**DOCUMENT**
══════════════════════════════

PySpark custom UDF ModuleNotFoundError: No module named

Question

testing existing code with python3.6 but some how the udf which used to work with python 2.7 is not working as is, couldn't figure it out where the issue is. Anyone facing similar issue locally or distributed way? similar to https://github.com/mlflow/mlflow/issues/797

Job aborted due to stage failure: Task 0 in stage 3.0 failed 1 times, most recent failure: Lost task 0.0 in stage 3.0 (TID 202, localhost, executor driver): org.apache.spark.api.python.PythonException: Traceback (most recent call last):+details
Job aborted due to stage failure: Task 0 in stage 3.0 failed 1 times, most recent failure: Lost task 0.0 in stage 3.0 (TID 202, localhost, executor driver): org.apache.spark.api.python.PythonException: Traceback (most recent call last):
  File "/opt/cloudera/parcels/SPARK2-2.3.0.cloudera3-1.cdh5.13.3.p0.458809/lib/spark2/python/lib/pyspark.zip/pyspark/worker.py", line 219, in main
    func, profiler, deserializer, serializer = read_udfs(pickleSer, infile, eval_type)
  File "/opt/cloudera/parcels/SPARK2-2.3.0.cloudera3-1.cdh5.13.3.p0.458809/lib/spark2/python/lib/pyspark.zip/pyspark/worker.py", line 139, in read_udfs
    arg_offsets, udf = read_single_udf(pickleSer, infile, eval_type)
  File "/opt/cloudera/parcels/SPARK2-2.3.0.cloudera3-1.cdh5.13.3.p0.458809/lib/spark2/python/lib/pyspark.zip/pyspark/worker.py", line 119, in read_single_udf
    f, return_type = read_command(pickleSer, infile)
  File "/opt/cloudera/parcels/SPARK2-2.3.0.cloudera3-1.cdh5.13.3.p0.458809/lib/spark2/python/lib/pyspark.zip/pyspark/worker.py", line 59, in read_command
    command = serializer._read_with_length(file)

══════════════════════════════

**ENTRIES PROVIDED**
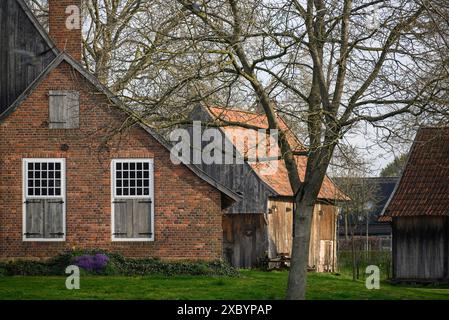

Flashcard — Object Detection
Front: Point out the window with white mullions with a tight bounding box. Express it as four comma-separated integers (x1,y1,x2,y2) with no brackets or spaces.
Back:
23,159,65,241
115,161,150,197
111,159,154,241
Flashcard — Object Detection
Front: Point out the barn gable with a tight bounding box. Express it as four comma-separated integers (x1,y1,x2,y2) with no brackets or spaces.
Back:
194,107,348,202
384,128,449,217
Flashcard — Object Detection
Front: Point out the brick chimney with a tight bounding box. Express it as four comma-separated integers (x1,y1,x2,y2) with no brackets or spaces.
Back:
48,0,82,61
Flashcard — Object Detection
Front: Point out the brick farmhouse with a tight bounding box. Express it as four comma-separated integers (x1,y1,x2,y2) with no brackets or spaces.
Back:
0,0,239,260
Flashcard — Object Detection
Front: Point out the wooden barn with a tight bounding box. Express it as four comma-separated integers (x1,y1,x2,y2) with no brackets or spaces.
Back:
381,128,449,282
187,106,347,272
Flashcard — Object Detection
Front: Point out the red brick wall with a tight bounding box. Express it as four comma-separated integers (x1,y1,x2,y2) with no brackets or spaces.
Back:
0,62,222,260
48,0,82,61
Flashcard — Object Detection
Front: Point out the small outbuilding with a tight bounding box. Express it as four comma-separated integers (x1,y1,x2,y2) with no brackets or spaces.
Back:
380,128,449,282
187,106,349,272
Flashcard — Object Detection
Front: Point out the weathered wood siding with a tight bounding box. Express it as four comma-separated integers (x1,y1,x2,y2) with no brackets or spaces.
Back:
188,107,276,214
0,0,55,114
309,203,338,272
268,199,293,259
392,216,449,280
268,199,337,272
223,214,268,268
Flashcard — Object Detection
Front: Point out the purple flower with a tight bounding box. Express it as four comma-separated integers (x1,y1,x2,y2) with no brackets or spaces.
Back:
74,253,109,272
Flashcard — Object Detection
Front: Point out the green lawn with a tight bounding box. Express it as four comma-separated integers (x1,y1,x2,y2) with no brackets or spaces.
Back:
0,271,449,300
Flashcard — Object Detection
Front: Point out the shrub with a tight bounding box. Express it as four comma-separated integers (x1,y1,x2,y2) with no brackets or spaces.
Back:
73,253,109,273
0,250,239,277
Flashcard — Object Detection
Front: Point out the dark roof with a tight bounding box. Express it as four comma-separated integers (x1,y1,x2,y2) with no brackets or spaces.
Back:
334,177,399,235
207,107,349,201
0,0,59,114
384,127,449,217
0,0,241,206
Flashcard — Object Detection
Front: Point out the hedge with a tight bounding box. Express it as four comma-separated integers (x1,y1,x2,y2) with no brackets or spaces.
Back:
0,250,239,277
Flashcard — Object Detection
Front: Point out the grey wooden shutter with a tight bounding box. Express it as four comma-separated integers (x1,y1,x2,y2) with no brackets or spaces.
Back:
113,200,133,238
25,199,45,239
48,91,67,129
133,199,152,238
65,91,80,129
49,90,80,129
44,199,64,239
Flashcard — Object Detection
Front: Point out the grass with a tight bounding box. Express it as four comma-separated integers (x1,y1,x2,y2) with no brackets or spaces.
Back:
0,270,449,300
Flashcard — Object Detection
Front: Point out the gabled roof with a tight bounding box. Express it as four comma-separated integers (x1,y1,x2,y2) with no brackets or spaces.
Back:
381,127,449,221
0,53,241,206
0,0,59,114
207,107,349,201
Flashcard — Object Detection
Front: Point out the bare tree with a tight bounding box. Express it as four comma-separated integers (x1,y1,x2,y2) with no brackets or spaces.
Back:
25,0,448,299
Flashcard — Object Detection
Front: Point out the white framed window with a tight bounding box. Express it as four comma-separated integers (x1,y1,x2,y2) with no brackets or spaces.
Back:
22,159,66,241
111,159,154,241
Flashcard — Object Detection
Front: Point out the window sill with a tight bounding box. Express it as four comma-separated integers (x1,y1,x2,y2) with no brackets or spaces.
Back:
22,238,66,242
111,238,154,242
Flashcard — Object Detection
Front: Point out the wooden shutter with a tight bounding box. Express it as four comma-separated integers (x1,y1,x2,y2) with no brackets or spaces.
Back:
44,199,64,239
113,200,133,238
133,199,152,238
49,91,79,129
65,91,80,129
25,200,45,239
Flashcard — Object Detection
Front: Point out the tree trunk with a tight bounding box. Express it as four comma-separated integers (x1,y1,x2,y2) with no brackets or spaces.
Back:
351,222,357,281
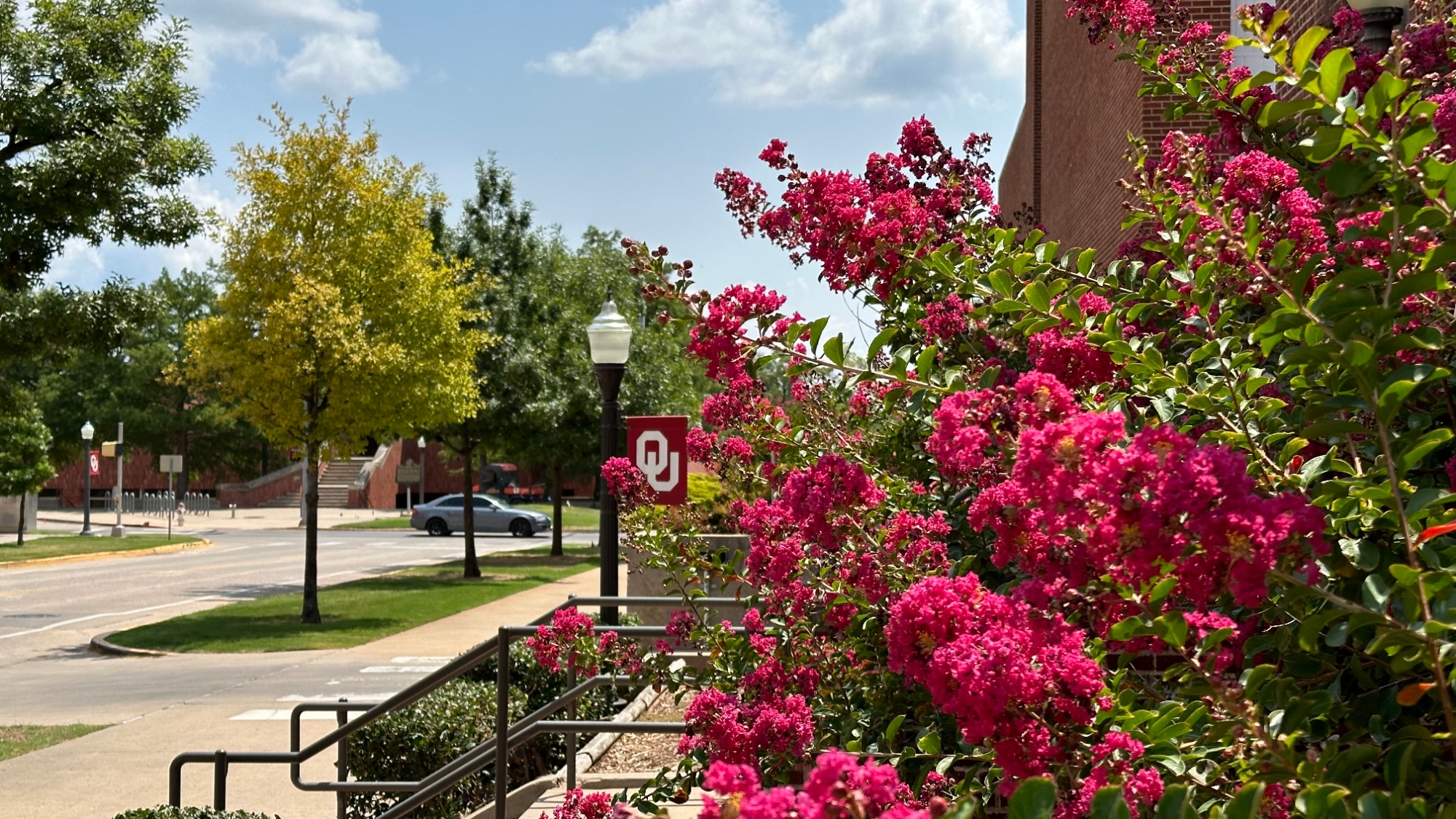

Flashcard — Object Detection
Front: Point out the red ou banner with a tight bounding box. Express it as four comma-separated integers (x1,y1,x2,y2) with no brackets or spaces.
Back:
628,416,687,506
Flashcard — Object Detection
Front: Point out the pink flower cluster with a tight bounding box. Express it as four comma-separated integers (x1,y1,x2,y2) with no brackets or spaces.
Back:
1067,0,1158,42
1026,328,1117,389
699,751,926,819
970,413,1326,608
540,788,616,819
885,574,1104,796
526,606,642,676
737,454,885,612
925,371,1077,484
920,293,971,344
687,284,783,389
601,458,657,512
677,688,814,765
1056,730,1163,819
715,118,996,296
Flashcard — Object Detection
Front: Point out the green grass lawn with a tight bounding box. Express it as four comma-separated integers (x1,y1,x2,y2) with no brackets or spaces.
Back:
108,545,597,652
333,503,600,532
0,535,198,563
0,726,109,762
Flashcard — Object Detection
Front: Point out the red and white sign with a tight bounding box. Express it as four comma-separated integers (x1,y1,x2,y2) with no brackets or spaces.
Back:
628,416,687,506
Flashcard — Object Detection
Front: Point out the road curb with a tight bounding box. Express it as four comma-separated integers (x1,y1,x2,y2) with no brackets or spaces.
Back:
86,631,172,657
0,538,213,570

══════════════════════════════

**GIVEN INSTRUCTION**
Write the next part of the PySpark UDF forum thread, picking up after its last line. The rows above aren't needed here.

**EXERCISE OUTPUT**
  File "/opt/cloudera/parcels/SPARK2-2.3.0.cloudera3-1.cdh5.13.3.p0.458809/lib/spark2/python/lib/pyspark.zip/pyspark/serializers.py", line 170, in _read_with_length
    return self.loads(obj)
  File "/opt/cloudera/parcels/SPARK2-2.3.0.cloudera3-1.cdh5.13.3.p0.458809/lib/spark2/python/lib/pyspark.zip/pyspark/serializers.py", line 559, in loads
    return pickle.loads(obj, encoding=encoding)
ModuleNotFoundError: No module named 'project'

    at org.apache.spark.api.python.BasePythonRunner$ReaderIterator.handlePythonException(PythonRunner.scala:298)
    at org.apache.spark.sql.execution.python.PythonUDFRunner$$anon$1.read(PythonUDFRunner.scala:83)
    at org.apache.spark.sql.execution.python.PythonUDFRunner$$anon$1.read(PythonUDFRunner.scala:66)
    at org.apache.spark.api.python.BasePythonRunner$ReaderIterator.hasNext(PythonRunner.scala:252)
    at org.apache.spark.InterruptibleIterator.hasNext(InterruptibleIterator.scala:37)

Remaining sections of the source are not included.